**O QUE SE PEDE**
a. Reproduza fielmente uma parte do trecho sobre o espetáculo. Comece nas palavras "O grupo convidou" e pare logo depois de "esperavam tantos desafios.".
b. Resuma o trecho sobre o espetáculo em duas frases.
c. Escreva a continuação do trecho sobre o espetáculo, começando logo depois da última frase apresentada.

**TRECHO DO TEXTO**
O grupo convidou ainda para a direção do espetáculo Eduardo Moreira, ator e diretor fundador do grupo mineiro Galpão, o premiado Leopoldo Pacheco para criar figurinos e cenografia e o compositor Beto Quadros para a direção musical e preparação dos atores. Havia um desejo de dar um salto de qualidade. "Se a gente repete o que deu certo, vira fórmula", diz Mendel. Mas não esperavam tantos desafios.

Beleza. Abreu trabalhou em processo colaborativo, ou seja, os atores criavam cenas e ele escrevia o texto aos poucos, a partir do material proposto. Porém, como ponto de partida, entregara um canovaccio, um argumento, já com a proposta da inversão sobre as três canções. "Eduardo Moreira propôs trabalhar a partir de brincadeiras de crianças, ideia que Abreu pegou com rara felicidade", diz Mendel. A beleza visual do espetáculo, a ambientação sonora, a delicadeza do canto (que vem até a capela num dado momento e chega a ser realizado a três vozes) e a bem-sucedida apropriação da prosa poética de Abreu mostram que o grupo atinge novo patamar de aprimoramento com esse espetáculo. Depois de circular pelo interior de São Paulo, deve chegar no segundo semestre à capital.

**EXTRATO DE DADOS**

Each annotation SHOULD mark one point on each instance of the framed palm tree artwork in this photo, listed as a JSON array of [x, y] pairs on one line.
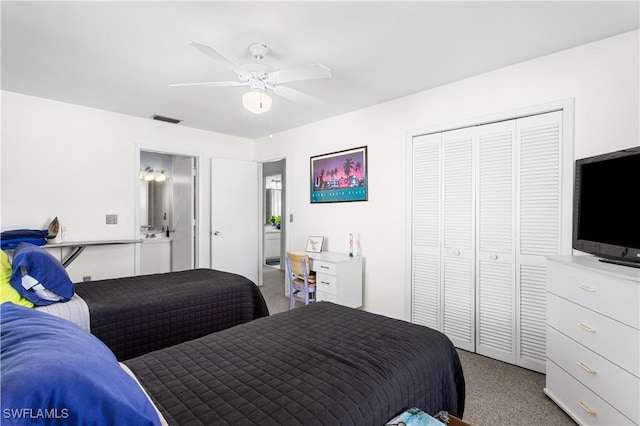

**RESPOSTAS POR TAREFA**
a.
O grupo convidou ainda para a direção do espetáculo Eduardo Moreira, ator e diretor fundador do grupo mineiro Galpão, o premiado Leopoldo Pacheco para criar figurinos e cenografia e o compositor Beto Quadros para a direção musical e preparação dos atores. Havia um desejo de dar um salto de qualidade. "Se a gente repete o que deu certo, vira fórmula", diz Mendel. Mas não esperavam tantos desafios.

b. Em busca de um salto de qualidade, o grupo convidou Eduardo Moreira para dirigir o espetáculo, Leopoldo Pacheco para criar figurinos e cenografia e Beto Quadros para a direção musical e a preparação dos atores. Abreu escreveu o texto em processo colaborativo e aproveitou a proposta de Moreira de trabalhar com brincadeiras de crianças; o resultado mostra o grupo num novo patamar de aprimoramento, e o espetáculo deve chegar à capital no segundo semestre.

c.
"Ao abandonar a trajetória do herói, eu abandono também uma forma dramática tradicional, mas a forma dessa ruptura ainda não sei qual é. Estou flertando com o teatro nô. Este espetáculo tem muito de inspiração do nô, não o nô formal, mas da essência dele." É conferir esse e aguardar os próximos.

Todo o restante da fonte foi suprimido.